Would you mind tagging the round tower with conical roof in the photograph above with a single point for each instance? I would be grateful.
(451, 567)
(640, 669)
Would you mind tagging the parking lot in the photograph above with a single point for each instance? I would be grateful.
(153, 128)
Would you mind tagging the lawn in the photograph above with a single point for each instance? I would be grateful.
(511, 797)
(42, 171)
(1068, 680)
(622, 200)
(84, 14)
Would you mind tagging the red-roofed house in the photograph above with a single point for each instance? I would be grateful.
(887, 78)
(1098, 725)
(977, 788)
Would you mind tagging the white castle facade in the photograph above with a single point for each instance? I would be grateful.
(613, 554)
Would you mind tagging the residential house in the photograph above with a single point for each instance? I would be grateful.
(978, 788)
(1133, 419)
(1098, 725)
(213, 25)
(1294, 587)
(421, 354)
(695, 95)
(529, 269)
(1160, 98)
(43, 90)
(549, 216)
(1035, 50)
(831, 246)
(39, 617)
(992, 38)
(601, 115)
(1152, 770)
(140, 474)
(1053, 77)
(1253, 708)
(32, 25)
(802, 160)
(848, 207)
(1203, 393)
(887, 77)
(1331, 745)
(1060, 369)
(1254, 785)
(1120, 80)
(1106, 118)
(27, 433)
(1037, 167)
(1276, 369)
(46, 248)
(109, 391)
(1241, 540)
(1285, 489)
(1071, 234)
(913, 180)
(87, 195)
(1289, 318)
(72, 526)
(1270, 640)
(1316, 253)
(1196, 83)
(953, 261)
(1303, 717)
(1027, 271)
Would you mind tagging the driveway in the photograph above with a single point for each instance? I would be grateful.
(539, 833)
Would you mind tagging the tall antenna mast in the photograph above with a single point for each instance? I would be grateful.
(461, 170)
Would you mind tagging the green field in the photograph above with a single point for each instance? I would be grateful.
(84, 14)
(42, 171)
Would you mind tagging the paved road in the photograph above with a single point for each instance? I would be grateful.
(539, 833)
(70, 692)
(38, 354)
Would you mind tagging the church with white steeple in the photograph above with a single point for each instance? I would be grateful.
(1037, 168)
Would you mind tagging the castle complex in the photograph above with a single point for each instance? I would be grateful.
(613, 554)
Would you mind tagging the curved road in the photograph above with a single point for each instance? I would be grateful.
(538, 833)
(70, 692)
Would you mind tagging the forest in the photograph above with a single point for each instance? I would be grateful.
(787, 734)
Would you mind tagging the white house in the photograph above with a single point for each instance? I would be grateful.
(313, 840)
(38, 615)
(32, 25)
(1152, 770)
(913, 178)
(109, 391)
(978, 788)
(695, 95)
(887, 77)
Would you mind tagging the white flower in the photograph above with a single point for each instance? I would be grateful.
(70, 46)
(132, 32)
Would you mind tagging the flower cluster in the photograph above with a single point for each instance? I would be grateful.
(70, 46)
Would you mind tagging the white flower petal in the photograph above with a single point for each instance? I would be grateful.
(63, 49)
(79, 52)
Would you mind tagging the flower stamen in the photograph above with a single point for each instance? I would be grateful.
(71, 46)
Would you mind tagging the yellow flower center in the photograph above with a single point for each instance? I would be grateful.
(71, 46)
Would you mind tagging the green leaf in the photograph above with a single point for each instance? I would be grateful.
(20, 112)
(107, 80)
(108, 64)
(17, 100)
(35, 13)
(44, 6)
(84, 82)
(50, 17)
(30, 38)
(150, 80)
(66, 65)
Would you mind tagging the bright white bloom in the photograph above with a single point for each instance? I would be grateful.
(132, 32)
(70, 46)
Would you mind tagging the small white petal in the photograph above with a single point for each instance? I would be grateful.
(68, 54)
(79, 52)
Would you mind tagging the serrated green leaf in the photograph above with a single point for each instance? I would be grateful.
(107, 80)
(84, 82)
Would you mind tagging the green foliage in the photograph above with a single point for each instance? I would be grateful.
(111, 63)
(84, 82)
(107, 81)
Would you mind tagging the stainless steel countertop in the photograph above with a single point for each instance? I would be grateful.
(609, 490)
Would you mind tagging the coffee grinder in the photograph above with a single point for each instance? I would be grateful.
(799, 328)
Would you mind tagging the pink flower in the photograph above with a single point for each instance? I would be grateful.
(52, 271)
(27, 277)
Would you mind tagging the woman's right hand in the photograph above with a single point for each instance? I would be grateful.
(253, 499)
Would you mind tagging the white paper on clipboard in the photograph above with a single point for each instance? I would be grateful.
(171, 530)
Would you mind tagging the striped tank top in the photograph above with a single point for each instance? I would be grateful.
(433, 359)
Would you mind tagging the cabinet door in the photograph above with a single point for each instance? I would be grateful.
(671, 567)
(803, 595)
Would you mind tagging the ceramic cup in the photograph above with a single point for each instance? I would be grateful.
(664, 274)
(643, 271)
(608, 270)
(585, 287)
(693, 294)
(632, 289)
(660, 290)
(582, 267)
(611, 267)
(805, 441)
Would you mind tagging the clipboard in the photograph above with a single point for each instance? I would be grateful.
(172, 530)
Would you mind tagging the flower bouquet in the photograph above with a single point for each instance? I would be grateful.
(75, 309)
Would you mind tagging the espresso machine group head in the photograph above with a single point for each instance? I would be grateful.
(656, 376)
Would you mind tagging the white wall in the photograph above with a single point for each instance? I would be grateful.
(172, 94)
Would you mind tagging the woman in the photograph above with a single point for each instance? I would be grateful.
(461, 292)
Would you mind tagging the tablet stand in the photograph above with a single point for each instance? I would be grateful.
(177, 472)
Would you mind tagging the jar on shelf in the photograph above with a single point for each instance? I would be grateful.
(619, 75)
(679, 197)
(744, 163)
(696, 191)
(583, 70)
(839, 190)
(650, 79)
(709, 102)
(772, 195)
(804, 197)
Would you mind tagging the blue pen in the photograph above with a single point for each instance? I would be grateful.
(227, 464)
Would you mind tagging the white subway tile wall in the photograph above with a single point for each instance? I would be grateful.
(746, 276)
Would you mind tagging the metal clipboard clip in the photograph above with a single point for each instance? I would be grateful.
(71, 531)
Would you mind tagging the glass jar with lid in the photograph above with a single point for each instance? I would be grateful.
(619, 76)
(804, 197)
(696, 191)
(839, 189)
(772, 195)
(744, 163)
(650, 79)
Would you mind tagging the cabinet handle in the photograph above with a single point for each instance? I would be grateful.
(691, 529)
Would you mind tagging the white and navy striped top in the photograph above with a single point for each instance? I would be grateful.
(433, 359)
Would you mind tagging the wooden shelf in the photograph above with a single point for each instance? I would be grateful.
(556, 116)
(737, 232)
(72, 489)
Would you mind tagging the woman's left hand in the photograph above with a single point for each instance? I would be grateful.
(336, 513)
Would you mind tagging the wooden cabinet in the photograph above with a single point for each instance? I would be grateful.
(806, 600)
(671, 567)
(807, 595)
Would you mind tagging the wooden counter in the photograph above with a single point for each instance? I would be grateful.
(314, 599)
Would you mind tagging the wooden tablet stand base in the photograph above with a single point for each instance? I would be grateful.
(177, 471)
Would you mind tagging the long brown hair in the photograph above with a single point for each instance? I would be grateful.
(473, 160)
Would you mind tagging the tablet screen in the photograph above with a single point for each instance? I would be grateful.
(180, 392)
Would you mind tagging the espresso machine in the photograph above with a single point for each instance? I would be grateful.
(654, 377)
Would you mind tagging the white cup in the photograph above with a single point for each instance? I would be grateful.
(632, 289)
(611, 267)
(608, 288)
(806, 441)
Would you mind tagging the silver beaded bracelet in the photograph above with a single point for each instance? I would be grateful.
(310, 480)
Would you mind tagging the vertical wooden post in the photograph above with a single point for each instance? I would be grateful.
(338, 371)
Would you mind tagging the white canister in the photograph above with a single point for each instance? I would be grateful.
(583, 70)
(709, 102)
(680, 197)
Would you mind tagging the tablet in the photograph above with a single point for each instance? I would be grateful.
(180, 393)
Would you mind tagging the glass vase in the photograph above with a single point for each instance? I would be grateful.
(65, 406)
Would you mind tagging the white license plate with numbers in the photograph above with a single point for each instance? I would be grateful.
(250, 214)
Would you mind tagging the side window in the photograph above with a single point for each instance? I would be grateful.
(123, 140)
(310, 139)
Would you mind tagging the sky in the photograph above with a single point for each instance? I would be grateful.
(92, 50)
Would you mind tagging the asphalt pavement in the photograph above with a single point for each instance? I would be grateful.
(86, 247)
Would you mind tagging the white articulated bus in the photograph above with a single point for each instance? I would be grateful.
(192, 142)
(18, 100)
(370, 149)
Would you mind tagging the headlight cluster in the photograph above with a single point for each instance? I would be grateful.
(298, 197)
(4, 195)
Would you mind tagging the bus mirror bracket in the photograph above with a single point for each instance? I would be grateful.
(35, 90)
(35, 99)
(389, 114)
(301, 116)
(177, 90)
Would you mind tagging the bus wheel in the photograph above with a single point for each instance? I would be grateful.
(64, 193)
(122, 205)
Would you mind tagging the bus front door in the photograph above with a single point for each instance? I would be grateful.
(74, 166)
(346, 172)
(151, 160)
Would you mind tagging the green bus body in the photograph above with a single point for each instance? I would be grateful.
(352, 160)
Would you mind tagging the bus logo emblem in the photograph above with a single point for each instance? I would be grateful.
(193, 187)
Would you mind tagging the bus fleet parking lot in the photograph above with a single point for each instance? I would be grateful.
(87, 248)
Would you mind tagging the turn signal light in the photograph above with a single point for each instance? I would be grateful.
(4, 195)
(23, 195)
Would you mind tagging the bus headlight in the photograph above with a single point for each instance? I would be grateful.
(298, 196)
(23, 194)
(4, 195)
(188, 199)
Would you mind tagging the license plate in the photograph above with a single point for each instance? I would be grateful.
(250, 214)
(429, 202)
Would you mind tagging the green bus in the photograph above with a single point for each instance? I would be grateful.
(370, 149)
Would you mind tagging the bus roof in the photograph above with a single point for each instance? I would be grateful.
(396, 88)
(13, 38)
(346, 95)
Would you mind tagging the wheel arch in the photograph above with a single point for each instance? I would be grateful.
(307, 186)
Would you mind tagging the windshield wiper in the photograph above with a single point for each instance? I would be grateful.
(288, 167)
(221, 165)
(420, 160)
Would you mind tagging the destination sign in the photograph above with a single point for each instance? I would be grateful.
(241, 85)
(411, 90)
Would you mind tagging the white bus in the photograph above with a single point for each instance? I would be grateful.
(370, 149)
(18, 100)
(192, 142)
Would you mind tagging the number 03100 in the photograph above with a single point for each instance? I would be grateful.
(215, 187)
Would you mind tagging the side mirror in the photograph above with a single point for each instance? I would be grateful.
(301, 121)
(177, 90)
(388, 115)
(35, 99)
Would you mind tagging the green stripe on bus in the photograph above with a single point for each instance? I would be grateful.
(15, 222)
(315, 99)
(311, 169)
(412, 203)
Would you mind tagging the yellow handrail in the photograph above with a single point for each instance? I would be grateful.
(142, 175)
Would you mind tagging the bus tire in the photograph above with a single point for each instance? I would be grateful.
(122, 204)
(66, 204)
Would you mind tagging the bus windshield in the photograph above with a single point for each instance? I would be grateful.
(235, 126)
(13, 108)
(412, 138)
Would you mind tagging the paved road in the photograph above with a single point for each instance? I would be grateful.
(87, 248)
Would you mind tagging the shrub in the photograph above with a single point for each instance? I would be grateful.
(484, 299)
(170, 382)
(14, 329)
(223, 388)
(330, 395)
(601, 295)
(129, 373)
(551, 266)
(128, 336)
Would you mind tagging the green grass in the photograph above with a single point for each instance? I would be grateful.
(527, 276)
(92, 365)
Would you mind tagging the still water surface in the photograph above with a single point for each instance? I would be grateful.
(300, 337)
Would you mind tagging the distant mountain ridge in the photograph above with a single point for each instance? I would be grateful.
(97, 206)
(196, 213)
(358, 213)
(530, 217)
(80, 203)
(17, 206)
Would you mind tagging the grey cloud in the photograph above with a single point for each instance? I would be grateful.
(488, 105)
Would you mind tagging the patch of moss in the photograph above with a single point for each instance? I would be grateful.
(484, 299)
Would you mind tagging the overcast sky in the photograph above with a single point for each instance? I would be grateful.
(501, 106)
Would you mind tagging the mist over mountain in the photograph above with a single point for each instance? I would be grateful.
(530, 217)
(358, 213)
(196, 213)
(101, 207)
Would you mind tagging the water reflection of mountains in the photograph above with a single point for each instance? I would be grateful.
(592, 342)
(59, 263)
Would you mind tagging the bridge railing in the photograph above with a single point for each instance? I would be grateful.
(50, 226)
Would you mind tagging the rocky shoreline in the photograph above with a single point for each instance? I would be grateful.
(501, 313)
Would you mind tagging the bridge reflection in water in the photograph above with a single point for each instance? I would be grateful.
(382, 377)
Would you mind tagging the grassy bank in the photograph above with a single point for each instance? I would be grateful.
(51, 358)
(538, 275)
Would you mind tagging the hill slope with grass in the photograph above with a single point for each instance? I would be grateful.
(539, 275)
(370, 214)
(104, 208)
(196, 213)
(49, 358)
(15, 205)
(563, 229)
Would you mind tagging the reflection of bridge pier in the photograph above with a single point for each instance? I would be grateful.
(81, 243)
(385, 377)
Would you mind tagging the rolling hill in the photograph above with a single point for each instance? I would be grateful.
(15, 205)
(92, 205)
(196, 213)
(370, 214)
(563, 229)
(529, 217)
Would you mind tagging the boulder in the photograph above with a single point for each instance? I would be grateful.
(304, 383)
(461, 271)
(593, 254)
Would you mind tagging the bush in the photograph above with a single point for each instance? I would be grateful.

→ Written exercise
Output exactly the lines from the one containing "Would you mind tagging the water" through the last line of the entries, both ends included.

→ Task answer
Would you mind tagging the water reflection of mountains in the photograph above with a single point for each instance? I would be grateful.
(592, 342)
(59, 263)
Would you mind tagging the bridge railing in the photograph above with a single point for each instance? I would be grateful.
(50, 226)
Would you mind tagging the rocky shoreline in the photograph above with a single point for each instance? I would be grateful.
(501, 313)
Would you mind tagging the bridge reflection in water in the photograph above with a single point for each instance? I would be grateful.
(382, 377)
Would you mind tagging the grassy bank in the photograph above with a single point for each instance? I would be grateful.
(51, 358)
(538, 275)
Would you mind tagging the hill slope with grass in the photograph above with a single point for each instance? I would be grateful.
(539, 275)
(370, 214)
(104, 208)
(196, 213)
(49, 358)
(15, 205)
(563, 229)
Would you mind tagging the reflection of bridge pier in the photograph above with a single point for each instance? I would be grateful.
(81, 243)
(385, 377)
Would you mind tagging the rolling hill in the photograph above with a single point for each instance? I would be grateful.
(15, 205)
(92, 205)
(196, 213)
(370, 214)
(563, 229)
(529, 217)
Would you mind tagging the boulder in the photograph above with a single point for each instance? I would be grateful.
(304, 383)
(461, 271)
(593, 254)
Would you mind tagging the bush in the photograph above with a single point for each instance? I would be grateful.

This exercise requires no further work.